_What is expected_.
Would you copy each line of the data below that has "face"?

_Data supplied_.
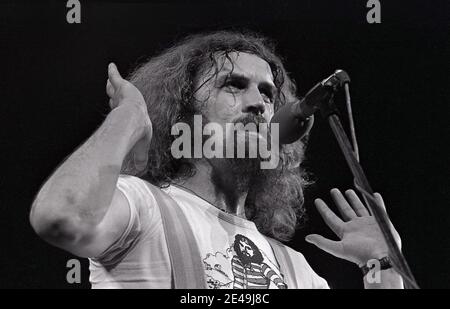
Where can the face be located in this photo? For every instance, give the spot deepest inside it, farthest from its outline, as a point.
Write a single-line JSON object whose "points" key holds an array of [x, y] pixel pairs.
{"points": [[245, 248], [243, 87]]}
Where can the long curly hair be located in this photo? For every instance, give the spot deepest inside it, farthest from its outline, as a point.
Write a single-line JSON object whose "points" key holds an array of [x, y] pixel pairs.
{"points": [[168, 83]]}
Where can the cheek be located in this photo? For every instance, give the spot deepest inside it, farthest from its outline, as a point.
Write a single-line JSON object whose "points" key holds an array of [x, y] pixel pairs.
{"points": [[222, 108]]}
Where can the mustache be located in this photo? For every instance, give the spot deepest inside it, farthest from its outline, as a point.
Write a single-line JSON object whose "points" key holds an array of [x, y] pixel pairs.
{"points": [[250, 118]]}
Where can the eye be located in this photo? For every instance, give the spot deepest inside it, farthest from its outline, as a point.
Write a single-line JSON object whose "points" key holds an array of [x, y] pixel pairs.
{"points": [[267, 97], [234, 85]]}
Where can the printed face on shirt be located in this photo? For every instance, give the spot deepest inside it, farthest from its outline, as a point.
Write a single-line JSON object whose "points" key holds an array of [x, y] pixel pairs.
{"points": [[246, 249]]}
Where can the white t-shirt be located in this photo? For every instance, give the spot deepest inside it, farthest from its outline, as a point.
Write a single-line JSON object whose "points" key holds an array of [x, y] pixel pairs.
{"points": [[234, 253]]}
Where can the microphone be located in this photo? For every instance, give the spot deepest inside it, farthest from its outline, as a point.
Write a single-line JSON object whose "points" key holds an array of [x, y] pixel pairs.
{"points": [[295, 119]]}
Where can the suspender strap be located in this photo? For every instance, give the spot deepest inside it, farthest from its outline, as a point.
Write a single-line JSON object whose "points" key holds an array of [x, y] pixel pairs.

==

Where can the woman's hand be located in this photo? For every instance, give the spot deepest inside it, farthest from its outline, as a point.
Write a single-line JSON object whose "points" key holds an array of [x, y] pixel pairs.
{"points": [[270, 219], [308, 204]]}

_Solution_.
Where can the face be located in this photo? For every instance, give the spot deepest inside it, farthest from its outline, as a point.
Where can the printed face on shirt be located in this photo? For every instance, give the spot deepest inside it, farthest from its outline, as a point.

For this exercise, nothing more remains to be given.